• **What you have to do**
Extract each line of the records below that contains the word "traced".

::: Records for the exercise :::

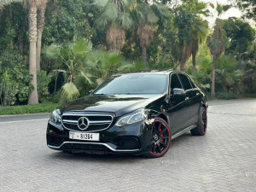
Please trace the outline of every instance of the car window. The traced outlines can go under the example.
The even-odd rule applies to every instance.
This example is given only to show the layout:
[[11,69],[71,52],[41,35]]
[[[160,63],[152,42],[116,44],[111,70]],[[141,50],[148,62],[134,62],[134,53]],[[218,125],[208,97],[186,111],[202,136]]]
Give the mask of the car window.
[[134,73],[110,77],[93,94],[143,95],[163,94],[167,91],[166,74]]
[[177,76],[177,74],[172,74],[171,76],[171,93],[173,94],[172,90],[175,88],[183,89],[180,81]]
[[188,79],[188,77],[186,75],[184,75],[184,74],[178,74],[178,76],[179,76],[179,78],[181,79],[181,82],[182,82],[182,84],[183,84],[183,88],[184,88],[185,90],[192,89],[190,82],[189,82],[189,79]]
[[195,85],[195,84],[194,84],[194,82],[190,79],[189,79],[189,81],[190,81],[190,84],[191,84],[191,85],[192,85],[192,88],[194,89],[194,88],[196,88],[196,86]]

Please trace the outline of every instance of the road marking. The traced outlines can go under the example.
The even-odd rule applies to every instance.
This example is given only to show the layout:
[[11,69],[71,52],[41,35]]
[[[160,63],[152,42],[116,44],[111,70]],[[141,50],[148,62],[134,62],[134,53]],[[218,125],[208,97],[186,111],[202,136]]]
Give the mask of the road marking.
[[8,124],[8,123],[19,123],[19,122],[28,122],[28,121],[38,121],[38,120],[48,120],[49,119],[30,119],[30,120],[13,120],[13,121],[6,121],[0,122],[0,124]]

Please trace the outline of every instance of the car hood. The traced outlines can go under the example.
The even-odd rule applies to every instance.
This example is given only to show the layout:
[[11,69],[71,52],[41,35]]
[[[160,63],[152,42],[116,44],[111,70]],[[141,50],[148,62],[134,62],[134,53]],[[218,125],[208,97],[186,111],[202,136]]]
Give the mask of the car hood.
[[120,116],[138,108],[146,108],[151,102],[165,97],[165,95],[90,95],[67,103],[61,113],[70,111],[112,112]]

:::

• **Correct response**
Please trace the outline of every instance of the car window. The traced outlines can go under the example.
Please trace the outline of every instance of the road marking. The traced outlines can go under the example.
Please trace the outline of every instance of the car hood. The traced outlines can go under the example.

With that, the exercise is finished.